**What needs to be done:** An exact reproduction of the records is required, with all images left out.
------ Data rows
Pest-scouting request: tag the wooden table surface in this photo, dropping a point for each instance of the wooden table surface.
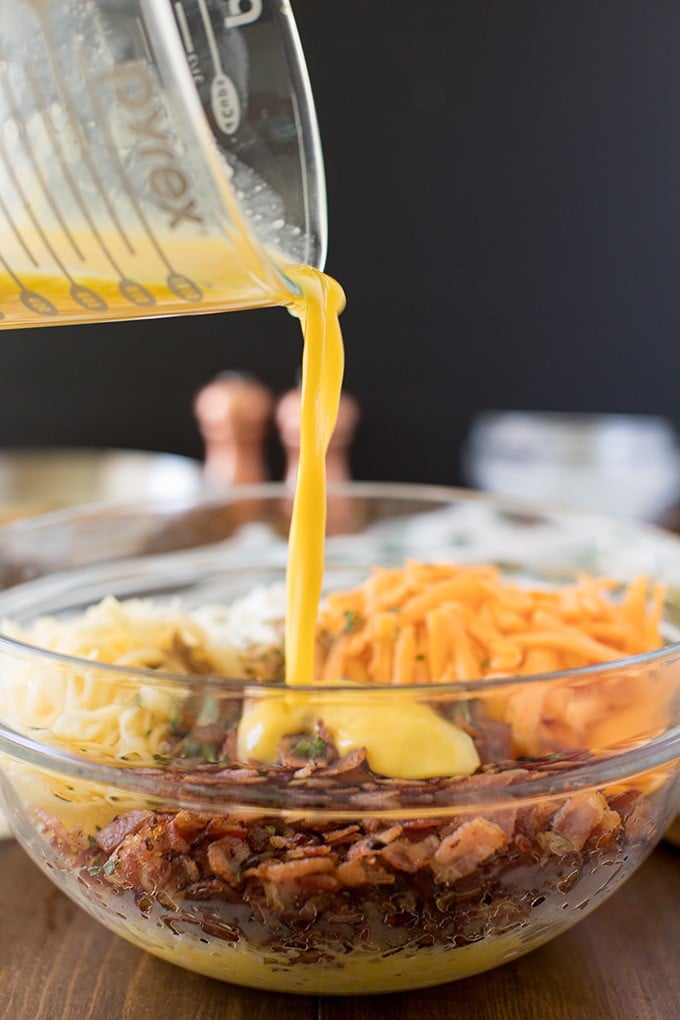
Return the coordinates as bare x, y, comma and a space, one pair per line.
622, 963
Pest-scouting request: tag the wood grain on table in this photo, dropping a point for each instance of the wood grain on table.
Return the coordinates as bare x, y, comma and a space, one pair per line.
622, 963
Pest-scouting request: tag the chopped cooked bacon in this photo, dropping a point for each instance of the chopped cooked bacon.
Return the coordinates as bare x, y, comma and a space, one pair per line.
577, 817
288, 871
225, 857
116, 830
306, 882
363, 871
462, 852
403, 855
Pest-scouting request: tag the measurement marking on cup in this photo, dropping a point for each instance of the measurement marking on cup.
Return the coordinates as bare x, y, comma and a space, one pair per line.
74, 123
31, 153
17, 234
83, 296
34, 302
179, 285
129, 289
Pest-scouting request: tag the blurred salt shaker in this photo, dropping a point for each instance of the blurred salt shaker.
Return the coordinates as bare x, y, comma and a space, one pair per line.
233, 413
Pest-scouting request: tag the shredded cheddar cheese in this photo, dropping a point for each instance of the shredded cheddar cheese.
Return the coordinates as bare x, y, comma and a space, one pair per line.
425, 623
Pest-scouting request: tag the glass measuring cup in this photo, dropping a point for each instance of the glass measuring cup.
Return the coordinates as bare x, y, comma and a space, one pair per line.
156, 157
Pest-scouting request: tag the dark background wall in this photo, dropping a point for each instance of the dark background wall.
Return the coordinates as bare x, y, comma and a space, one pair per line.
504, 184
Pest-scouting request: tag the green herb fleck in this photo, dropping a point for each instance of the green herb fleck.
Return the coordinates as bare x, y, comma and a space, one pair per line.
351, 620
310, 748
105, 869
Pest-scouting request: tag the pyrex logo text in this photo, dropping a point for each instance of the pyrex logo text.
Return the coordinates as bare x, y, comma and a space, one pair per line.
168, 182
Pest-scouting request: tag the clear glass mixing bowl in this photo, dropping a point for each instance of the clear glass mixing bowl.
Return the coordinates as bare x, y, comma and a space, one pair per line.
321, 875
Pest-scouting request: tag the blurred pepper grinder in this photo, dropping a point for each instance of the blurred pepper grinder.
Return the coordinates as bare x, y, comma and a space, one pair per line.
233, 413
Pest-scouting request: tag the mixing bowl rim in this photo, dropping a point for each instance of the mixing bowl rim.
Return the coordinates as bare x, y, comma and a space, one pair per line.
276, 491
144, 778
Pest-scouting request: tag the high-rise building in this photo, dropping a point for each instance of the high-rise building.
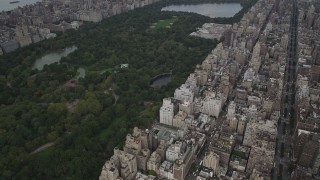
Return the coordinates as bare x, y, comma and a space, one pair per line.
167, 112
211, 160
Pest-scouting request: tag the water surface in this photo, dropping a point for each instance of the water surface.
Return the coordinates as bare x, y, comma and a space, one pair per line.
207, 9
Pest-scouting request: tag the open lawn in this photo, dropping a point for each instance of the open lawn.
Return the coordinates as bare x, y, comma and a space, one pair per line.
165, 23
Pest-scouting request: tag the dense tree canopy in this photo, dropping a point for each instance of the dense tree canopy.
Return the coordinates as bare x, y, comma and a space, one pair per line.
86, 121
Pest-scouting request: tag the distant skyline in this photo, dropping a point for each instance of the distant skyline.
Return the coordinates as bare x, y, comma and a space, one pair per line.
6, 6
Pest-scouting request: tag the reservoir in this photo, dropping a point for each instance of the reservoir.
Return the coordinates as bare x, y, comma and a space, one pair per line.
6, 6
211, 10
53, 57
160, 80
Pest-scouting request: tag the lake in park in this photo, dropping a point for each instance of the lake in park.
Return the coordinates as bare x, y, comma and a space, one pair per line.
207, 9
53, 57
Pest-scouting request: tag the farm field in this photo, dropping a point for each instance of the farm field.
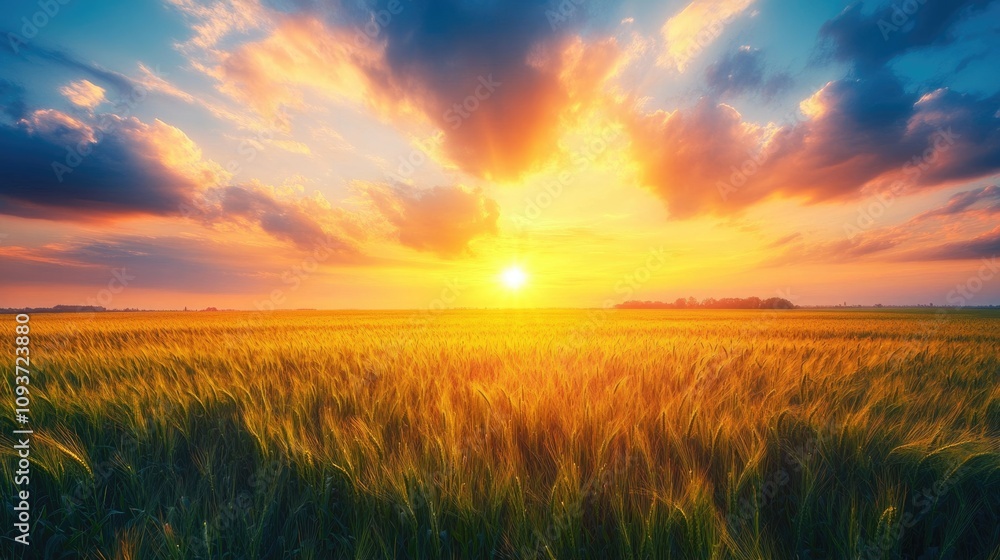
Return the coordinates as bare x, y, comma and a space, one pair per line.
515, 434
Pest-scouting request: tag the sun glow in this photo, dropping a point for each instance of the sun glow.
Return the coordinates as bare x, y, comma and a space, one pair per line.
513, 277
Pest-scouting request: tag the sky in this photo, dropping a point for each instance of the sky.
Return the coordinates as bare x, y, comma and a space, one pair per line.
259, 154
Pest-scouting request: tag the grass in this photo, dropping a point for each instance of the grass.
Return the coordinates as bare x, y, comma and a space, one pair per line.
535, 434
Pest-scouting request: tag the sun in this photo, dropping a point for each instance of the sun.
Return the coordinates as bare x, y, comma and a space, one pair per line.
513, 277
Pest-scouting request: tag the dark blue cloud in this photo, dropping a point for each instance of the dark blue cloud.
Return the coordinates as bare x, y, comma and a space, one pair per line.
126, 88
58, 174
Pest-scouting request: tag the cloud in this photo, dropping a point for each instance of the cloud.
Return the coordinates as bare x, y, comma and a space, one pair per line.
441, 219
694, 28
962, 228
985, 200
124, 86
127, 168
186, 264
862, 135
501, 108
83, 93
58, 167
213, 21
742, 71
306, 222
683, 155
871, 40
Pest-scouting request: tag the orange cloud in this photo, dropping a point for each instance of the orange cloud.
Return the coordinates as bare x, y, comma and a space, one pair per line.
------------
**Answer to this task:**
Pest-scouting request: tag the wooden table surface in this photo, dropping a point for each instance of the wooden table surface.
Return the coordinates as bare x, y, comma and a space, one pair per line.
622, 963
Pest-scouting request: tag the wood grain on table in this photo, dropping a point for each instance of the wood grain on table.
Return the coordinates as bare x, y, comma and a space, one pair per line.
622, 963
Pest-scouting request: tag the chopped cooked bacon in this photo, dropping a point for each instance of the chopped cooked bacon.
Return the coordinates as bare x, y, comma and a space, one pair per line.
577, 817
288, 871
225, 857
116, 830
306, 882
363, 871
462, 852
403, 855
Pest-scouting request: tag the measurement marking on cup in this photo, dropping a point for each instance of the measurement marking on cup.
Return the coordinates as bare x, y, comma and a space, one pair per line.
74, 123
31, 153
17, 234
83, 296
34, 302
179, 285
129, 289
Pest-scouting request: tag the blurred salt shaker in this photo, dropping a point for each instance of the blurred salt shaker.
Return the coordinates as bare x, y, comma and a space, one pair per line.
233, 413
Pest-scouting request: tag the shredded cheddar cheese in this photo, dropping a point for each instance of the shredded cheddar cheese.
Return the coordinates as bare x, y, comma and a space, one pair per line.
425, 623
Pest-scouting request: tag the glass measuring cup in this photo, dropping a point for each instance of the glass measuring cup.
Return the coordinates as bare x, y, comma and a space, one pair per line.
156, 157
Pest-scouting request: tag the dark background wall in this photo, dropping a point for each instance of the dark background wall.
Return the coordinates as bare x, y, comma and a space, one pair per line.
504, 184
Pest-scouting request: tag the green herb fleck in this photo, dropping a point for each instance of the green herb fleck.
Return the coordinates as bare x, y, comma and a space, one pair per line.
351, 620
310, 748
105, 869
Pest-scouting request: tag the pyrex logo text in this photo, dropping a point for each instance of the pyrex logo text.
Return the coordinates as bare x, y, comma and a space, one pair per line.
168, 182
Pest-scouting request: tag the clear glass mixing bowl in this photo, dropping a point for each instance of the clear glass mixing bowl.
Return the coordinates as bare x, y, comma and a space, one pair per line.
321, 875
Pest-scouting request: tag the blurred pepper grinder in this photo, dropping a point for each instance of the blurred pepper grinder.
Return the coordinates as bare x, y, comma and a space, one pair per line.
233, 413
Pest-scouting request: tag the mixing bowl rim in this photo, dropping a point for each instance of the mixing bowl rim.
Return the coordinates as bare x, y, comma and a space, one pair per line.
276, 491
144, 778
Pest-scouting request: tag the high-rise building in this photo, dropping a point for each instance of the high-rise building.
Return the coordinates as bare x, y, comma and a space, one pair per line.
167, 112
211, 160
Pest-scouting request: tag the water surface in this photo, dropping a point for each instance of the water surface.
Return the coordinates as bare x, y, comma and a space, one pair per line.
207, 9
Pest-scouting request: tag the open lawn in this photo, dropping a point for each instance of the open lawn.
Return the coordinates as bare x, y, comma and a space, one pair per line.
165, 23
Pest-scouting request: tag the dense tree canopy in this photo, dropping a point for each instance of the dense tree canopy.
Return the coordinates as bare x, y, comma and a space, one pair per line.
86, 121
Pest-scouting request: tag the distant skyline in this photo, dropping a point for each instance of the distant skyline.
Return the coordinates as bare x, y, comma and a space, one pair per line.
6, 6
Pest-scouting request: tag the reservoir in this photo, dropping a point for each instance of the reservoir.
Return the coordinates as bare x, y, comma and a space, one pair per line.
6, 6
211, 10
53, 57
160, 80
Pest-scouting request: tag the lake in park in this photo, dropping a point for each instance of the lake in park.
Return the coordinates as bare x, y, comma and a space, one pair per line.
207, 9
53, 57
Pest-scouting request: tag the farm field in this photo, dropping a point for each instance of the farm field.
Return the coordinates as bare x, y, comma and a space, one pair per line.
515, 434
Pest-scouting request: tag the sun glow in this photo, dropping a point for each instance of the sun glow.
Return the coordinates as bare x, y, comma and a space, one pair per line.
513, 277
Pest-scouting request: tag the sky in this photo, dropping a point for each instance of the sky.
Return the coordinates as bare x, y, comma and a space, one pair per line.
259, 154
Pest-scouting request: tag the grass in this photo, dropping a point for each instance of the grass.
Return the coordinates as bare x, y, comma and a space, one pair per line.
535, 434
Pest-scouting request: tag the sun in this photo, dropping a point for each instance of the sun.
Return the coordinates as bare x, y, comma and a space, one pair per line.
513, 277
Pest-scouting request: tag the dark blue cloud in this photo, dropping a point for each instance of the dark blue cloud.
Return the coordinates as bare x, y, comma and a space, one pair per line.
126, 88
58, 174
Pest-scouting request: tag the cloud in this photo, dropping a point for each instance of the cloud.
Return the coordinates as bare x, y, comma and a space, one pair per line.
441, 219
694, 28
962, 228
985, 200
124, 86
127, 168
186, 264
862, 135
501, 108
83, 93
58, 167
213, 21
742, 71
306, 222
683, 155
871, 40
Pest-scouting request: tag the orange cloud in this photo, dropping a point for each instance of the orange cloud.
Return the coordinates as bare x, y, comma and a space, one pair per line.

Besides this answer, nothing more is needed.